BEGIN
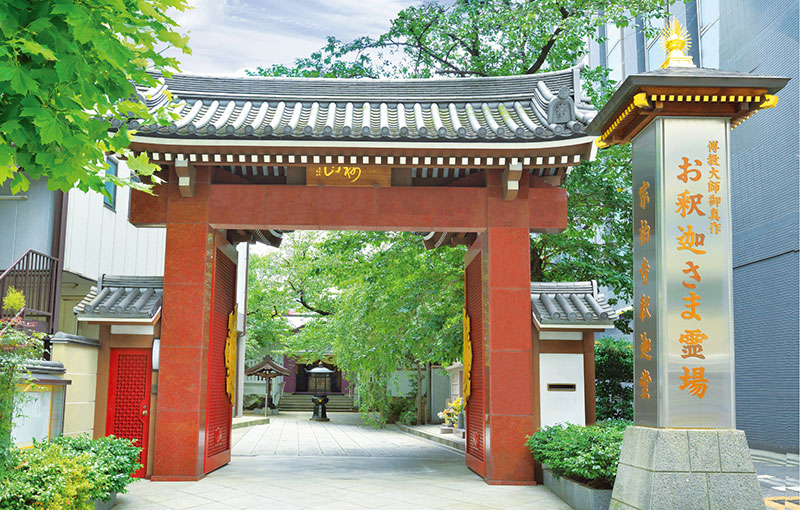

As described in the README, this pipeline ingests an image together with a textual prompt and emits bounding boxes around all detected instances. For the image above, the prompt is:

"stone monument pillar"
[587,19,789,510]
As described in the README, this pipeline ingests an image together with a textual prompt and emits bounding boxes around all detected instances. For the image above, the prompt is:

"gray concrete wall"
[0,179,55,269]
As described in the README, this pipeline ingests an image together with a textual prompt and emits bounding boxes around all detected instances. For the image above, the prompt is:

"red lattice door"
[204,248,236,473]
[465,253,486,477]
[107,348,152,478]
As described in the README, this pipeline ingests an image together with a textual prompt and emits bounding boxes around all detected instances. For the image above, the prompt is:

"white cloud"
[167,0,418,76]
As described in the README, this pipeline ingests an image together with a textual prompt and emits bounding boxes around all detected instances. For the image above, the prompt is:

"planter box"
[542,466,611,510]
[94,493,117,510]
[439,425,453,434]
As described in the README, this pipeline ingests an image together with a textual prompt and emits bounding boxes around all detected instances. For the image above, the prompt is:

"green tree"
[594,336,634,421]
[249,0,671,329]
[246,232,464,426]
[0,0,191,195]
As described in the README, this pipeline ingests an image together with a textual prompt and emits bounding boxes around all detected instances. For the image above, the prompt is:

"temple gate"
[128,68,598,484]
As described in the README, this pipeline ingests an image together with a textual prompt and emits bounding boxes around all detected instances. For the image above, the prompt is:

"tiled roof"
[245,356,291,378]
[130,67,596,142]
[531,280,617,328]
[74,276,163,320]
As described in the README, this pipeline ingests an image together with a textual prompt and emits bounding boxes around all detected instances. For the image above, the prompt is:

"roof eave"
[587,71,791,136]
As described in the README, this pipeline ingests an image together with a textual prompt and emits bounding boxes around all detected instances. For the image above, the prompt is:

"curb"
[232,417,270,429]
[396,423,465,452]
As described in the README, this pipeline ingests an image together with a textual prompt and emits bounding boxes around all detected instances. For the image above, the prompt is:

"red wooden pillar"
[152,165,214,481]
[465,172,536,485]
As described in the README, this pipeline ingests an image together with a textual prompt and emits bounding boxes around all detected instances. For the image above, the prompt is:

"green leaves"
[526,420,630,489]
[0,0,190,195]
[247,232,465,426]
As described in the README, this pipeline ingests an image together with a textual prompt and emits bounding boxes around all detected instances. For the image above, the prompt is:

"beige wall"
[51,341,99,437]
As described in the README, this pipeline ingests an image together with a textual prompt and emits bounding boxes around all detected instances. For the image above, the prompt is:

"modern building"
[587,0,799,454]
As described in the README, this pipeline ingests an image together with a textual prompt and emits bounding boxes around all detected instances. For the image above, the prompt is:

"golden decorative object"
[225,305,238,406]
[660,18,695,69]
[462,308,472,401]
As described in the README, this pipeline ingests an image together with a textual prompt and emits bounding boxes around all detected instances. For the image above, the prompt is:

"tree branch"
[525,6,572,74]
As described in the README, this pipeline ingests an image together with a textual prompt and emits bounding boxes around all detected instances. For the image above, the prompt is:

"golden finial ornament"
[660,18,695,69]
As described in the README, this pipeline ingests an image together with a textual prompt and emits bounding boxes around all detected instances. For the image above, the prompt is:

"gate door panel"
END
## Exercise
Because pictures are not wanted, give every entry above again exactly without them.

## Your solution
As described in the README, this pipeline ingests an image together with a textual prompt and emits bounding boxes around all detected instances. For the image above, the prompt is:

"stone monument pillar"
[587,19,789,510]
As described in the README, this pipeline ingests an image together with a textual prompt and emits bounding boxes around all detected instances. For the image above, the prompt is:

"gray concrete wall"
[0,179,55,269]
As described in the README, this pipeline ingests an image together with a textual prompt and emits bounding boxes around all detected instances. For the image above, the prompt is:

"red lattice door"
[204,248,236,473]
[465,253,486,477]
[107,348,152,478]
As described in the README, this pipeline ingests an image together with a textual prompt and emits bounding boxes around all detected instances. For the image above, the prompt is:

"white cloud"
[167,0,418,76]
As described in the README, this pipeline ingests an image together with a textual prompt and emits bounding boxes around all detected instances. For the image above, the prompt is:

"planter box"
[542,466,611,510]
[94,493,117,510]
[439,425,453,434]
As described in the README, this pipeline ingests an image together with a textual prompt and emits bounding boxes around all detected instances. For the image above, the prompt is:

"green tree"
[594,336,634,421]
[249,0,671,329]
[246,232,464,426]
[0,0,191,195]
As described in the README, this pipeline ingests an image together with a textual prompt and emits bounding boxes around all detected instances. For the image above, the prompt is:

"temple gate"
[128,68,598,484]
As described in the README, this pipeline ingests an image together with a textual prompt and emits bounding boxes around all detected instances. For the image above, the prompt is:

"tiled roof"
[245,356,291,378]
[130,67,596,142]
[531,280,617,328]
[74,276,163,320]
As described in the README, this pipeline ingests an image together with a textual prompt and emits bounding boxes around all detected instances. For the image above, the prompt is:

"roof eave"
[587,71,791,136]
As described in the README, this pipeline ingests an image together with a textual prompt and emits bounding boxes around all detected instances. For the image above, the prompt is:

"curb"
[232,417,270,429]
[396,423,465,452]
As described in the README, this pipeline ingests an image together with a textual prompt and emits bounding boxes around all detected instances. For the image above, the prompt is:

"red wooden pillar"
[152,165,214,481]
[465,172,536,485]
As described in the README, this pipeline ingests an image together with a textual prompt and emits bounding boxes around all detected instances. For the image above, the prompt is:

"green leaves"
[526,420,630,489]
[0,0,190,195]
[247,232,465,426]
As described in the README, this pipeline ingests an image together with a textual prompt and emits bounding boxes around all detected instances. For the image above, the prompt is:

"beige wall"
[51,341,99,437]
As described in the README, this pipeline ingests an image together with a textual prompt and emits bounding boxes around all detected instances. For the image above, the prompt is:

"modern building"
[587,0,799,454]
As described in the README, this pipeline ingests an image together with a textual prompt and emits bounding boxes around all detected instances. For the image above, the prompt is:

"golden decorative object"
[225,305,238,406]
[660,18,695,69]
[462,308,472,401]
As described in the README, this pipeline ingests an image together with a textual prompt and emits bounding boxes around all detected instances. For the image above, the prompt is:

"tree branch"
[525,6,572,74]
As described in the README, this pipeline ingests an image together with a textual prompt and emits bounding boxes around all detected instances. For the image above, the prompt is:

"golden finial ornament"
[660,18,695,69]
As described in the README, this pipeline ingests an image together with a textual prompt and emits bounding boxes around all detected instances. For the image above, the prompt is:

"gate door panel"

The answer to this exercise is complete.